→ **Excerpted passage**
◇ ◇ ◇

Lecture 35—Monday, April 9, 2012

Outline of lecture

Model-based and algorithm-based approaches to statistics

So far in this course we've focused exclusively on what is called a model-based approach to statistics. In statistics a model is a proposal for how we think our data could have been generated. A statistical model contains both a systematic and a random component each of which has to specified by us. Model-based approaches while intuitively appealing have some obvious problems associated with them.

  1. Somehow we have to come up with the model. While the choice of random component may be more or less obvious given the nature of the data, we still need to decide which variables to use to describe the systematic portion of the model.
  2. Variable selection itself is very model-specific.
    1. If we use linear regression, then we will end up selecting only those variables that have an additive and a linear relationship to the response.
    2. If we start with a log-transformed response and use linear regression, then we will select those variables that have an additive and a linear relationship to the response on a log scale. On the original scale, these same variables will necessarily have a multiplicative effect on the response.
  3. Nonlinear relationships complicate things further as the number of possible functional forms to investigate is endless. These range from truly nonlinear models to nominally nonlinear models, such as polynomial models, that can still be fit as ordinary regression models. If we use a generalized additive model (GAM) then we can address the general problem of nonlinearity without worrying about the specific functional form, but we are still forced to assume that the different variables have an additive effect on the response.
  4. All of this ignores the possibility that the variables affect the response interactively. The presence of interactions complicates model formulation by an order of magnitude.

◇ ◇ ◇

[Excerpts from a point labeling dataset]
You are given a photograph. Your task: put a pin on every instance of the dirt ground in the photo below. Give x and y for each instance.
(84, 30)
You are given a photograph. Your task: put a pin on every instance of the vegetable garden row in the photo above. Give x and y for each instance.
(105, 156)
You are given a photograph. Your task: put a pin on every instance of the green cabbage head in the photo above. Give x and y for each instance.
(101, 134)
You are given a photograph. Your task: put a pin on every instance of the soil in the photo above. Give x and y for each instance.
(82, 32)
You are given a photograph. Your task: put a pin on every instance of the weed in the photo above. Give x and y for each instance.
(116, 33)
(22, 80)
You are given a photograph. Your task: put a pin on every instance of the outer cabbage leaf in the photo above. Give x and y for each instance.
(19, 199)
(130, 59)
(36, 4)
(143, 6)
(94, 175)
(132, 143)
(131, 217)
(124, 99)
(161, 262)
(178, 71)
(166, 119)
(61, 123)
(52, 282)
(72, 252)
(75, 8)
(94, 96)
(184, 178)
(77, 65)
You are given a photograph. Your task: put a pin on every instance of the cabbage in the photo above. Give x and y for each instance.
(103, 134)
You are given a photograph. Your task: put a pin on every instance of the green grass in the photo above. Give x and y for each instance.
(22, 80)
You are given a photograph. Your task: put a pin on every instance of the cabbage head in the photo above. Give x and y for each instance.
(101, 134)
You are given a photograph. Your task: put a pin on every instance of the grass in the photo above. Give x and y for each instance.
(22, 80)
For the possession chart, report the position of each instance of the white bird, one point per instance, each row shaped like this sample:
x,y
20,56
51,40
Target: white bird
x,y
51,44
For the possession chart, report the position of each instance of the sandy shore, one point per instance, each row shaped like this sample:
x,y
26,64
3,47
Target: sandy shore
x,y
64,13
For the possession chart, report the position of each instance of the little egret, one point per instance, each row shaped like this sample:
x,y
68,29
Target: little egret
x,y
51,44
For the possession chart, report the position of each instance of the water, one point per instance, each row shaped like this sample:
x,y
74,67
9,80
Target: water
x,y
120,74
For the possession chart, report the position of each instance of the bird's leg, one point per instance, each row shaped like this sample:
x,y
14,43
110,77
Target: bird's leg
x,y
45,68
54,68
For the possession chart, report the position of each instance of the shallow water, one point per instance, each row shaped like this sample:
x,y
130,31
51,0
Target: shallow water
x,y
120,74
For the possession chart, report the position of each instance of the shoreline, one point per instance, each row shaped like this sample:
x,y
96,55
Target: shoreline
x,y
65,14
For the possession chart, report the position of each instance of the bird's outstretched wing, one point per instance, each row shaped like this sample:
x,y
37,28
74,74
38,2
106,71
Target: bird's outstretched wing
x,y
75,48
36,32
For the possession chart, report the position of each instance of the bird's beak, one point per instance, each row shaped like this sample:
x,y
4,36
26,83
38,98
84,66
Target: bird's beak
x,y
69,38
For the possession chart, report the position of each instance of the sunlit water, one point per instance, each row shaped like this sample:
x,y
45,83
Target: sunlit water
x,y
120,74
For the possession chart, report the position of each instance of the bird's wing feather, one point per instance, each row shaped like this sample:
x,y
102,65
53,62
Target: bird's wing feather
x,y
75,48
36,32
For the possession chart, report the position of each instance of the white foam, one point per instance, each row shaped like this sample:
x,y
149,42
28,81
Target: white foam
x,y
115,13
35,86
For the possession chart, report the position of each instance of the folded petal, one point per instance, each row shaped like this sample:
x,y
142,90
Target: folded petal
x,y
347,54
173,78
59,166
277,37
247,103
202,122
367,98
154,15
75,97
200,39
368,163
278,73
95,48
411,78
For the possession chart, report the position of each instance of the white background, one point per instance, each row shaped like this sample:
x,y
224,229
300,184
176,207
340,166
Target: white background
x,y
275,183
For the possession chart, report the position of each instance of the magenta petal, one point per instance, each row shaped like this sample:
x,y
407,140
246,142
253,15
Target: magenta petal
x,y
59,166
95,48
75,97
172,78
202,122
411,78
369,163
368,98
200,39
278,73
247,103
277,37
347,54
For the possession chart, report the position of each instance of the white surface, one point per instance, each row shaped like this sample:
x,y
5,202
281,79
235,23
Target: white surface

◇ ◇ ◇

→ **Short problem**
Make a word-for-word copy of the entire lecture notes on model-based statistics. These entries have no connection to the lecture notes on model-based statistics.

→ **Solution for this exercise**
Lecture 35—Monday, April 9, 2012

Outline of lecture

Model-based and algorithm-based approaches to statistics

So far in this course we've focused exclusively on what is called a model-based approach to statistics. In statistics a model is a proposal for how we think our data could have been generated. A statistical model contains both a systematic and a random component each of which has to specified by us. Model-based approaches while intuitively appealing have some obvious problems associated with them.

  1. Somehow we have to come up with the model. While the choice of random component may be more or less obvious given the nature of the data, we still need to decide which variables to use to describe the systematic portion of the model.
  2. Variable selection itself is very model-specific.
    1. If we use linear regression, then we will end up selecting only those variables that have an additive and a linear relationship to the response.
    2. If we start with a log-transformed response and use linear regression, then we will select those variables that have an additive and a linear relationship to the response on a log scale. On the original scale, these same variables will necessarily have a multiplicative effect on the response.
  3. Nonlinear relationships complicate things further as the number of possible functional forms to investigate is endless. These range from truly nonlinear models to nominally nonlinear models, such as polynomial models, that can still be fit as ordinary regression models. If we use a generalized additive model (GAM) then we can address the general problem of nonlinearity without worrying about the specific functional form, but we are still forced to assume that the different variables have an additive effect on the response.
  4. All of this ignores the possibility that the variables affect the response interactively. The presence of interactions complicates model formulation by an order of magnitude.